TEXT SECTION:
== Segment start ==

Documentaries at JIFFest provide glimpses of Indonesia
By Tam Notosusanto
JAKARTA (JP): It's called The Great Post Road. It's a 1,000 kilometer passage that cuts across the island of Java, from Anyer to Panarukan. The road was built in early 19th century under the instruction of Herman Willem Daendels, the governor general of the Dutch East Indies, to allow smooth transportation of goods during the colonial era. Connecting a number of Java's cities, the road exists today as a reliable means of transportation and communication.
Certainly it takes more than that to attract documentary filmmaker Bernie Ijdis to use the road as the subject of his film, Jalan Raya Pos/De Grote Postweg. Ijdis was obviously drawn to the unsettling aspect of the road's construction: it claimed the lives of hundreds of local workers forced into a long period of labor by the colonial government, without proper food and medication.
To present his thesis, Ijdis uses an unlikely star: Indonesian novelist Pramoedya Ananta Toer, whose banned books during the New Order era made him a cult figure in the literary and political scene. But as the film progresses, the similarities between the plight of the colonial era laborers and Toer's life as a political prisoner and a repressed artist become all too clear.
Jalan Raya Pos is among the four documentaries to be screened at the Jakarta International Film Festival (JIFFest) this week. Along with Winds of Change, a documentary series depicting life in several Asian countries, it is a Festival highlight which offers a look at contemporary Indonesia.
Although the film's premise concerns something that has happened in the past, Ijdis's material totally belongs in the present day, as he treks the road from one end to another and encounters all kinds of local people along the way. He intercuts it with interviews with Toer and images of the author as he reads an essay on the Post Road, an essay Ijdis specifically asked him to write for this film.
This two and a half-hour documentary, however, seems a bit out of focus. At the end we are left with a skimpy sense of the multidimensional figure that Toer is, and barely have enough on the common folk Ijdis interviewed to really root for them. Too often, his interviewees are not identified, making us wonder about one middle-aged subject who posits that "it is normal for people to die during road constructions." And at one stage, the camera barges into a morgue without any sound reason, leaving us only with gruesome images that don't really belong.
But Ijdis' film hits the right note with a night shoot of numerous road workers trying to remedy the impact of a landslide. Accompanied by Toer's voice-over on the Post Road's doomed laborers, it's like we are witnessing the actual construction a century ago. Ijdis's soundbites from the common, often low-income people are also priceless, especially when he interweaves them with an interview with an unsuspecting young Surabayan hotel owner as he dines at a posh restaurant, describing his good and fortunate life.

== Segment end ==

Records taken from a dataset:
== Segment start ==

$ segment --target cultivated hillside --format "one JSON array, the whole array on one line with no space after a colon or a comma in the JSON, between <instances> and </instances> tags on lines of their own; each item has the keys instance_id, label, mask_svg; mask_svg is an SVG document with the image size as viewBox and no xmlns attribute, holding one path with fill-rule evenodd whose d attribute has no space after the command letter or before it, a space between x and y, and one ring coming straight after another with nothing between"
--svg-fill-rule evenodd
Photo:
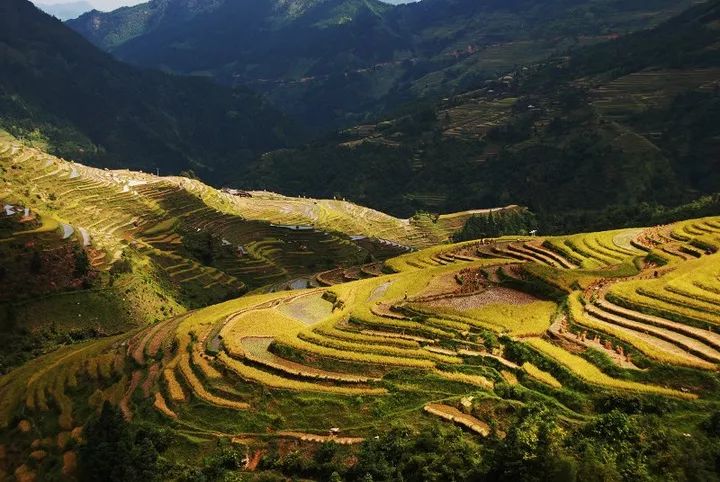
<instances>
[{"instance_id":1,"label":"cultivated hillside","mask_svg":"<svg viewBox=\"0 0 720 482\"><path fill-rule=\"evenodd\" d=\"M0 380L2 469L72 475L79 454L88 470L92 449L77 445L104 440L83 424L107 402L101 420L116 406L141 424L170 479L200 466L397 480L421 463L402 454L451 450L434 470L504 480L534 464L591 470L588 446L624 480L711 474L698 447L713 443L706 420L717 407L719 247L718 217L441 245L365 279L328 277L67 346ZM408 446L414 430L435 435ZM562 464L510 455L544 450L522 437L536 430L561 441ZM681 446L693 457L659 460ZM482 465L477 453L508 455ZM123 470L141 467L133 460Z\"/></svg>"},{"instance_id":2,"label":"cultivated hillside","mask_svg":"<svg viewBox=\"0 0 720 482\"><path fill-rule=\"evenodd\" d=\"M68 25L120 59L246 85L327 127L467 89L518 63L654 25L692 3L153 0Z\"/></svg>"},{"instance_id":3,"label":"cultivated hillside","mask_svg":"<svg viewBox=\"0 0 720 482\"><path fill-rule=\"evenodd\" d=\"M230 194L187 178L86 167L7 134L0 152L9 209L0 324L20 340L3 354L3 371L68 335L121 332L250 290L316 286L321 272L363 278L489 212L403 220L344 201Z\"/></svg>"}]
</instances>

== Segment end ==

YOUR ASSIGNMENT: According to the article on documentaries at JIFFest, under whose instruction was The Great Post Road built?

YOUR RESPONSE: Herman Willem Daendels, the governor general of the Dutch East Indies.